Exercise passage:
Former Eagles assistant named Giants head coach

EAST RUTHERFORD, N.J. — Minnesota Vikings offensive coordinator Pat Shurmur has been hired as the New York Giants head coach.

The Giants announced the hiring late Monday afternoon, less than 24 hours after Shurmur and the Vikings were beaten by the Eagles in the NFC title game.

The 52-year-old Shurmur replaces Ben McAdoo, who was fired in early December with the team mired with a 2-10 record and owners and fans upset with his handling of the benching of two-time Super Bowl MVP Eli Manning.

Defensive coordinator Steve Spagnuolo took over for the final four games and posted a 1-3 record.

"He has an outstanding track record in developing young players, and it is clear his players respond to his guidance and direction," co-owners John Mara and Steve Tisch said in a statement.

"We interviewed six talented and qualified candidates, and we feel like Pat, with his vision and experience, is the right person to lead our team."

Dataset content:
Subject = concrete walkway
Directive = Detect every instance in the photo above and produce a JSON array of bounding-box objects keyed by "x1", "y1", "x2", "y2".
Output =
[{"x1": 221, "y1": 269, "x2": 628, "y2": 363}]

Aim of the exercise:
Copy from the Giants coaching report the passage between "The Giants announced" and "NFC title game.", inclusive. Rely only on the text about the Giants' new head coach.

Response area:
The Giants announced the hiring late Monday afternoon, less than 24 hours after Shurmur and the Vikings were beaten by the Eagles in the NFC title game.